→ **About this exercise**
Every line that contains the word "flower" is to be copied from the listing.

→ **Information shown**
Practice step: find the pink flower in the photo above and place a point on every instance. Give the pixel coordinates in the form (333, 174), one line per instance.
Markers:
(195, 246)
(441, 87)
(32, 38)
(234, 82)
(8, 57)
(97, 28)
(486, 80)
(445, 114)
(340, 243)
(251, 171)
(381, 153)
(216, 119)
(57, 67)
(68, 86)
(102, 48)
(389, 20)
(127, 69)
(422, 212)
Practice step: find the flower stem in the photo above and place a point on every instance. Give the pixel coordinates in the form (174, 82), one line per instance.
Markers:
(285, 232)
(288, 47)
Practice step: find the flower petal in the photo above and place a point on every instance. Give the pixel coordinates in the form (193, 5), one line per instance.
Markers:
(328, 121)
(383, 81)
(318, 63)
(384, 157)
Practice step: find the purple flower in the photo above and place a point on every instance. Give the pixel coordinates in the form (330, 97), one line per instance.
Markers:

---

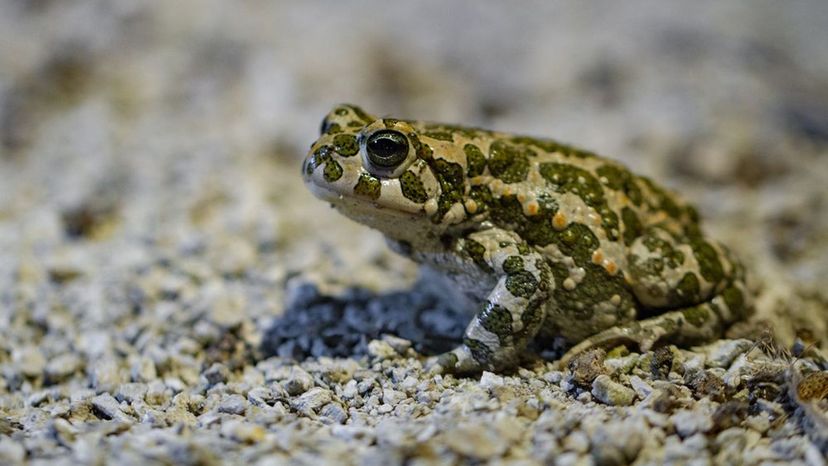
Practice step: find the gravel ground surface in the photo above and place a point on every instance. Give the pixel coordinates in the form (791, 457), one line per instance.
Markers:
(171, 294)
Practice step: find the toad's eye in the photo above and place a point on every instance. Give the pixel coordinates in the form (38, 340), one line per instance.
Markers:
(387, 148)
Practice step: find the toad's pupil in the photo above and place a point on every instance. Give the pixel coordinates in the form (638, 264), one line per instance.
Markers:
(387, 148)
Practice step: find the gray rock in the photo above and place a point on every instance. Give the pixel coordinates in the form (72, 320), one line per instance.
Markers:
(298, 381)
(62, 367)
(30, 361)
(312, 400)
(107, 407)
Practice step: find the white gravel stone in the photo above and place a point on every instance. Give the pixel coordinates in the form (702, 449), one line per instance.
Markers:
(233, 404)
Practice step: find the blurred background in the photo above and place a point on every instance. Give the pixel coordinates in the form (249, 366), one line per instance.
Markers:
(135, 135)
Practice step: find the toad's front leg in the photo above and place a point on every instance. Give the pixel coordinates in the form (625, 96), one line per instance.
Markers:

→ **Answer section**
Practice step: find the pink flower in the photo above and place a point on every instance. Give the pixel coordinates in the form (333, 174), one line per instance.
Practice step: find the flower stem in the photo above and place a point on every instance. Give the pixel coordinates in the form (174, 82), one line per instance.
Practice step: find the flower petal in the photo above and place a point on every instance. Give the pixel coordinates in the form (193, 5), one line per instance.
Practice step: find the purple flower in the photo above and place a point on every instance. Give the pixel coordinates in the form (330, 97), one line per instance.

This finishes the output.